# Task goal
Look through the records and copy every line in which "cockpit" appears.

Collected data:
-- Opening Marker --
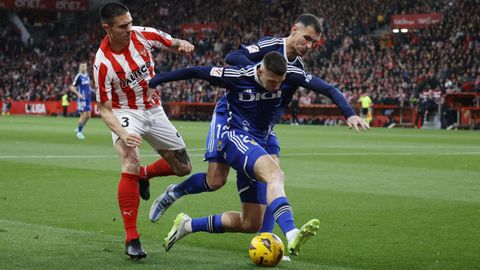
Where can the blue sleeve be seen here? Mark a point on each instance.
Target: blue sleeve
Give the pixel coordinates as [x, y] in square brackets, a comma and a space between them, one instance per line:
[213, 75]
[318, 85]
[76, 81]
[238, 58]
[251, 54]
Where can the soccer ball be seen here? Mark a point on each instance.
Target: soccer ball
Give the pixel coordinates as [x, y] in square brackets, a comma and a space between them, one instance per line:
[266, 249]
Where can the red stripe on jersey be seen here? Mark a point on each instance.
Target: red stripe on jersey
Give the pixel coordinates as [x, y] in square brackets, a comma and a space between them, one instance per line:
[146, 56]
[155, 36]
[102, 74]
[121, 75]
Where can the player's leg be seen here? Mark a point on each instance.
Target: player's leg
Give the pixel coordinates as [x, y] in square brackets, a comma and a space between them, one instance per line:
[273, 149]
[166, 140]
[248, 221]
[268, 171]
[196, 183]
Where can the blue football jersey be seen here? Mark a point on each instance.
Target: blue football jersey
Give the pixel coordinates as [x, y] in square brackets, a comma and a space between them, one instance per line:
[253, 54]
[82, 82]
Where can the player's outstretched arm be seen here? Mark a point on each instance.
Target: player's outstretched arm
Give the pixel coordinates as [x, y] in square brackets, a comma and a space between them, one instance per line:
[131, 140]
[204, 73]
[73, 90]
[238, 58]
[181, 46]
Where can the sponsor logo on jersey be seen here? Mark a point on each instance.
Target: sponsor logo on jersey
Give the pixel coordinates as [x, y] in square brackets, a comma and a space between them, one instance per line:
[253, 48]
[216, 72]
[136, 76]
[247, 97]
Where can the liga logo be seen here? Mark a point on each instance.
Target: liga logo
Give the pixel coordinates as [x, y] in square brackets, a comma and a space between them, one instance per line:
[216, 72]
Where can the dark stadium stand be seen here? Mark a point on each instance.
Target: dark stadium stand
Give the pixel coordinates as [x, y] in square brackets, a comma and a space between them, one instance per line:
[360, 52]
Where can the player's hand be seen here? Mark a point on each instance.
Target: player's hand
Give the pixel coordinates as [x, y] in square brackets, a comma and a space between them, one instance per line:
[132, 140]
[185, 47]
[355, 121]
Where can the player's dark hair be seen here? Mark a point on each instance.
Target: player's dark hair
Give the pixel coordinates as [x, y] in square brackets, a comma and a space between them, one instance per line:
[310, 20]
[275, 62]
[111, 10]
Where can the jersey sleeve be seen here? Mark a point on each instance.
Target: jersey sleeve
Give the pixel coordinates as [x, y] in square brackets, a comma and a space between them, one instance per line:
[314, 83]
[213, 75]
[251, 54]
[156, 38]
[103, 86]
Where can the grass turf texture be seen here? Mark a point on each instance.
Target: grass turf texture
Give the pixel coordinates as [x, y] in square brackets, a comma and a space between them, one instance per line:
[386, 199]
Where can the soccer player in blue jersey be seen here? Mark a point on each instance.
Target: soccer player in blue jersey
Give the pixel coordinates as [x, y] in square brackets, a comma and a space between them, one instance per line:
[254, 100]
[303, 38]
[84, 103]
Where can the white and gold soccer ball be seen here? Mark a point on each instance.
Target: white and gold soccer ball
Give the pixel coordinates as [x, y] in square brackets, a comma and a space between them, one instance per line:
[266, 249]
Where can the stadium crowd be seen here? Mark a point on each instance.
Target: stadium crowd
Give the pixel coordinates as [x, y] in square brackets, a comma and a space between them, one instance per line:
[356, 57]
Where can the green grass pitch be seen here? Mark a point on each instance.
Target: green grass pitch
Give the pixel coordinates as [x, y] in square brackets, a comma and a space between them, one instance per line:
[386, 199]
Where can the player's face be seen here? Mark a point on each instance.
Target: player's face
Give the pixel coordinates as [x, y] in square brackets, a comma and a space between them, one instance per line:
[270, 81]
[121, 29]
[304, 38]
[83, 68]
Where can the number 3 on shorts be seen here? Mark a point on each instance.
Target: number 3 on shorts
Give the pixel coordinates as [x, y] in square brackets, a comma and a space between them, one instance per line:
[125, 122]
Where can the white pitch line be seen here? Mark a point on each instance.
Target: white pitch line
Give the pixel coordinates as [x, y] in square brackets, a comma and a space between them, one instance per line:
[281, 155]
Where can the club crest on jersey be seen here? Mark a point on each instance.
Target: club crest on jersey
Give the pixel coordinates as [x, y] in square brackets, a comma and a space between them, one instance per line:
[308, 78]
[216, 72]
[135, 77]
[248, 96]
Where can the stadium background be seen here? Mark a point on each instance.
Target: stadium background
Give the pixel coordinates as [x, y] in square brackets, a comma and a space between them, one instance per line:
[375, 47]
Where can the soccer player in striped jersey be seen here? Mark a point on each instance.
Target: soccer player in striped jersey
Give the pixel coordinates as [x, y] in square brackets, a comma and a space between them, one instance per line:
[84, 103]
[122, 68]
[254, 97]
[304, 35]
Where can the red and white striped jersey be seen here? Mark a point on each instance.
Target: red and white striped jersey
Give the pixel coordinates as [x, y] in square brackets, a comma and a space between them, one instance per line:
[123, 77]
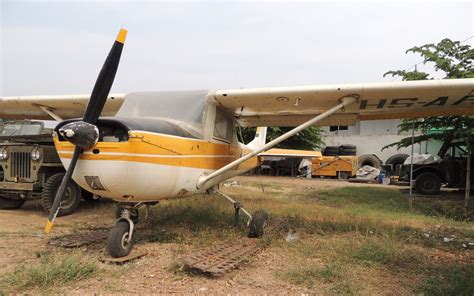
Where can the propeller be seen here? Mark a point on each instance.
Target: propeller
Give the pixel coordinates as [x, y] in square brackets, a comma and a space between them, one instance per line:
[84, 134]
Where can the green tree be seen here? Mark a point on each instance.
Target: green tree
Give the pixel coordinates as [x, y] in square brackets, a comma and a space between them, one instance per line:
[308, 139]
[453, 60]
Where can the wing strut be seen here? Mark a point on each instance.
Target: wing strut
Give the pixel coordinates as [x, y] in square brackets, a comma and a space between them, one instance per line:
[345, 101]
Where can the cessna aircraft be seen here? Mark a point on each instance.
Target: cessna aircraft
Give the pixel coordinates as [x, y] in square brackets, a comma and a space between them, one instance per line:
[142, 147]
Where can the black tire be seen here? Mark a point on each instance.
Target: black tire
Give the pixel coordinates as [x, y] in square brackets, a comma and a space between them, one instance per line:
[397, 159]
[88, 196]
[133, 213]
[370, 159]
[71, 198]
[428, 184]
[10, 204]
[347, 152]
[343, 175]
[117, 245]
[257, 224]
[347, 147]
[331, 151]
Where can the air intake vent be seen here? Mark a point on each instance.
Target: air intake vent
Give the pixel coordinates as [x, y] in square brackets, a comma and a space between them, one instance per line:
[21, 165]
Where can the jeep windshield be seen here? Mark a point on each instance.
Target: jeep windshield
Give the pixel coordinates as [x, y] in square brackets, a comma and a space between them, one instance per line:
[20, 128]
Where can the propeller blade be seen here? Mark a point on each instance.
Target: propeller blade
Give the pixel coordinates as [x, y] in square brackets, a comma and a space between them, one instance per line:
[105, 79]
[84, 134]
[62, 188]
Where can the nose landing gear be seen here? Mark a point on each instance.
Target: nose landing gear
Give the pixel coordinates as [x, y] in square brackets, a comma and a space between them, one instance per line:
[256, 222]
[120, 240]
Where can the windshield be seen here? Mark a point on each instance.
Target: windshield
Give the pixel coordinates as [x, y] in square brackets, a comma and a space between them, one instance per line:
[21, 128]
[184, 108]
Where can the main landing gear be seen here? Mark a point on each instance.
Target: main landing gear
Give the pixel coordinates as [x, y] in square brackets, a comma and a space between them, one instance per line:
[255, 223]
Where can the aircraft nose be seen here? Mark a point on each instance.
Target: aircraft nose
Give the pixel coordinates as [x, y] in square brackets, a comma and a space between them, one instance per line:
[80, 133]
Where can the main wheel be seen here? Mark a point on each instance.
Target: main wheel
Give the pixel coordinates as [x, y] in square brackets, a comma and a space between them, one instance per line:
[257, 224]
[117, 242]
[428, 184]
[10, 204]
[71, 197]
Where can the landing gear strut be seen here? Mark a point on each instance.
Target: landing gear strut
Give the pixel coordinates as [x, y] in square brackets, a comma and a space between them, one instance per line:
[255, 223]
[120, 240]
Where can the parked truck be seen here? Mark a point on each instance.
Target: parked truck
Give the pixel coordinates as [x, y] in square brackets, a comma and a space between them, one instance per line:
[449, 170]
[30, 168]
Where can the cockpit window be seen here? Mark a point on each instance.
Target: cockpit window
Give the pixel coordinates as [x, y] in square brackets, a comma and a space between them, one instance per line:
[223, 126]
[112, 133]
[21, 128]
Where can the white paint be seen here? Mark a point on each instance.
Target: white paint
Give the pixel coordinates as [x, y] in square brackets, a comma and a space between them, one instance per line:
[141, 182]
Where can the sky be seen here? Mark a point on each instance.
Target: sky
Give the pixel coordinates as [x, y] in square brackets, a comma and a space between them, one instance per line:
[59, 47]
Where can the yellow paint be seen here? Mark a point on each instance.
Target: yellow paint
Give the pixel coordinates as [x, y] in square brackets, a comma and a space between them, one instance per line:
[332, 165]
[175, 151]
[286, 152]
[48, 227]
[121, 36]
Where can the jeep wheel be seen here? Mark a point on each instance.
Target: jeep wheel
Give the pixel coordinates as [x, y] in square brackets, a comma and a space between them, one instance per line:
[428, 184]
[71, 197]
[10, 204]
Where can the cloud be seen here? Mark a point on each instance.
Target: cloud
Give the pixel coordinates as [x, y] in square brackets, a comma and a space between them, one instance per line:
[57, 48]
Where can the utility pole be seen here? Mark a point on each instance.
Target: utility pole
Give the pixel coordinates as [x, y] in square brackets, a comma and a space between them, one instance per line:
[410, 198]
[468, 174]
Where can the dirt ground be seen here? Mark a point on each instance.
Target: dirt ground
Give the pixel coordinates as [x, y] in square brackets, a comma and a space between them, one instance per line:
[22, 239]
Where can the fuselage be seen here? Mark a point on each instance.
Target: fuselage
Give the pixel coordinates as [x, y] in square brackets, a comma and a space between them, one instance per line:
[147, 166]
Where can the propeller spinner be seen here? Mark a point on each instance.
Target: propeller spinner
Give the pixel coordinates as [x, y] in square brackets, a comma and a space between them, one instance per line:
-- Closing Marker --
# Answer space
Where can the cockpit window be seen here? Mark a point on each instance.
Target: cockpit window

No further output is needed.